WHAT YOU NEED TO DO =
Every entry, exactly as given, must be retyped.

DATA =
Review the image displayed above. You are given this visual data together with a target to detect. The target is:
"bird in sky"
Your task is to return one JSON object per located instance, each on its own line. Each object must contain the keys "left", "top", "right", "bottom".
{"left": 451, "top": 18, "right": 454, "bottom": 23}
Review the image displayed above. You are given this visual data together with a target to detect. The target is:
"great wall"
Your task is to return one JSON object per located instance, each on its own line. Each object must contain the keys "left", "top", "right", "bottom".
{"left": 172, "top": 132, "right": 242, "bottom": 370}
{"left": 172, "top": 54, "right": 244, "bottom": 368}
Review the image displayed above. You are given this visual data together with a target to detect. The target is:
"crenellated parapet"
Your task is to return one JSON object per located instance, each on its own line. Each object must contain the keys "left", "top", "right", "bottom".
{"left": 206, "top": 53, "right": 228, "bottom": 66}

RESPONSE TO THE EXERCISE =
Review the image displayed above. You are given this visual data together with a target to detect. The target is:
"bird in sky"
Your task is to return one JSON object per located instance, each on its own line. Each object must contain the keys "left", "top", "right", "bottom".
{"left": 451, "top": 18, "right": 454, "bottom": 23}
Review the image displayed above. You are given this visual data together with a target to detect. The target is:
"great wall"
Your task is to return one JSON object per located instance, each on its own line. Each object must contain the keys "left", "top", "right", "bottom".
{"left": 172, "top": 132, "right": 242, "bottom": 370}
{"left": 172, "top": 54, "right": 244, "bottom": 368}
Review the image displayed above. You are given this visual data together with a target to detect. The target is:
"crenellated parapet"
Your task is to return one JSON object per located instance, each on its own line. Each object must contain the keys "left", "top", "right", "bottom".
{"left": 206, "top": 53, "right": 228, "bottom": 66}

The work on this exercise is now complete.